===== Source text
Running LLMs Locally on Mac: A Hardware Guide from 2015 MacBook to M4 Mac Mini

A practical guide to running large language models locally on Mac hardware. From a 2015 MacBook Pro to the M4 Mac Mini, here's what you can actually run, how fast it'll be, and when it makes more sense to just use an API.

Posted Feb 14, 2026

By Michael Masters & Claude

6 min read

I’ve been curious about running LLMs locally with Ollama across different Mac hardware I have access to. The question isn’t just “can it run?” — it’s “can it run well enough to actually be useful?” Here’s what I’ve learned testing across machines spanning a decade of Apple hardware.

The 2015 MacBook Pro: Humbling Beginnings

Let’s start at the bottom. A 2015 MacBook Pro with a dual-core Intel i7 at 3.1 GHz and 16 GB of RAM. No Apple Silicon, no GPU acceleration — Ollama runs on CPU only here since Intel integrated graphics don’t help.
==========
===== Source data
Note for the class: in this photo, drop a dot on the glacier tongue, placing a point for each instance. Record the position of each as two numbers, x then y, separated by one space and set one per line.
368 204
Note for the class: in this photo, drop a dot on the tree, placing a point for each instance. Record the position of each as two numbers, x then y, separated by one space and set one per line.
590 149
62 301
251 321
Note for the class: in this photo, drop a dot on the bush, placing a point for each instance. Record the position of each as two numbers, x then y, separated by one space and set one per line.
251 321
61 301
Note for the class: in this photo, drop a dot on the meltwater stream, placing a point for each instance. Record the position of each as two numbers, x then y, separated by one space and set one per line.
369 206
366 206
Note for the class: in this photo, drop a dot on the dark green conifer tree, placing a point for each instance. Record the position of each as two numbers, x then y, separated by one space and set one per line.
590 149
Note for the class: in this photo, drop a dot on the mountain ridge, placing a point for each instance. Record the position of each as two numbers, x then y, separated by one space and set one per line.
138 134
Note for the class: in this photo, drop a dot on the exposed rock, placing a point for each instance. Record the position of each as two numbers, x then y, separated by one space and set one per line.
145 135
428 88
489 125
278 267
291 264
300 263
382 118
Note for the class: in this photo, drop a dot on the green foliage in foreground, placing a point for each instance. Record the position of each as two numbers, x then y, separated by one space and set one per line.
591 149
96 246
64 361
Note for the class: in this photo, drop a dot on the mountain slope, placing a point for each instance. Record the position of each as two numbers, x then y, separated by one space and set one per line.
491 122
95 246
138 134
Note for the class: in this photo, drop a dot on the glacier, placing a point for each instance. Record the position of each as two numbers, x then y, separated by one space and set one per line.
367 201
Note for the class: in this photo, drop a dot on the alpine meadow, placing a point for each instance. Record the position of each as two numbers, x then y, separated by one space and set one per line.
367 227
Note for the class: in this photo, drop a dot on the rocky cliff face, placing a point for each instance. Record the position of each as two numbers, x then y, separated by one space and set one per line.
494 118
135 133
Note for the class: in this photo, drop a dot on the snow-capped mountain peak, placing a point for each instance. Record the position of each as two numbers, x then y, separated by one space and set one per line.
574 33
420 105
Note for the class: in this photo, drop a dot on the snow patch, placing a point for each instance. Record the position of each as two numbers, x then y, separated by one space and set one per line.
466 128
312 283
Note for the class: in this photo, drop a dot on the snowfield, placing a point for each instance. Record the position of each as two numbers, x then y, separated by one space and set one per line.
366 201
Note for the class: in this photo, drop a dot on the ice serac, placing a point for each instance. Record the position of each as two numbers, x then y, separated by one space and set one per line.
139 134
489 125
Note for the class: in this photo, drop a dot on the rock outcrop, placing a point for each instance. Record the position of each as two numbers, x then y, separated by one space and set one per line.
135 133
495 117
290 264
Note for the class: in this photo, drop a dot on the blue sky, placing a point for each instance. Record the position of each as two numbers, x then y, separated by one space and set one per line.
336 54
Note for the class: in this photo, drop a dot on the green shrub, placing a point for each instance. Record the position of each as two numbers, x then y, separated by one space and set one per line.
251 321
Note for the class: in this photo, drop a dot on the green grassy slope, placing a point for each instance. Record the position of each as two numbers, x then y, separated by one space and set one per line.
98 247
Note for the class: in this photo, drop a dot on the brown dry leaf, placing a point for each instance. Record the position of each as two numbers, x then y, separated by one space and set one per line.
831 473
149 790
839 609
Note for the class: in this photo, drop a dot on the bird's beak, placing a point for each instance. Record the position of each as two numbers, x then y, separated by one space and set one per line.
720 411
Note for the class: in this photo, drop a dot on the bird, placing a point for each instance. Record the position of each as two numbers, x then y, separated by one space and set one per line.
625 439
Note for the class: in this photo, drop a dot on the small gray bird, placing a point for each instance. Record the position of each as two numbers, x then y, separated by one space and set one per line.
==========
(What to produce): Please retype the full guide on running LLMs locally on Mac hardware, word for word and line for line.

(Answer section):
Running LLMs Locally on Mac: A Hardware Guide from 2015 MacBook to M4 Mac Mini

A practical guide to running large language models locally on Mac hardware. From a 2015 MacBook Pro to the M4 Mac Mini, here's what you can actually run, how fast it'll be, and when it makes more sense to just use an API.

Posted Feb 14, 2026

By Michael Masters & Claude

6 min read

I’ve been curious about running LLMs locally with Ollama across different Mac hardware I have access to. The question isn’t just “can it run?” — it’s “can it run well enough to actually be useful?” Here’s what I’ve learned testing across machines spanning a decade of Apple hardware.

The 2015 MacBook Pro: Humbling Beginnings

Let’s start at the bottom. A 2015 MacBook Pro with a dual-core Intel i7 at 3.1 GHz and 16 GB of RAM. No Apple Silicon, no GPU acceleration — Ollama runs on CPU only here since Intel integrated graphics don’t help.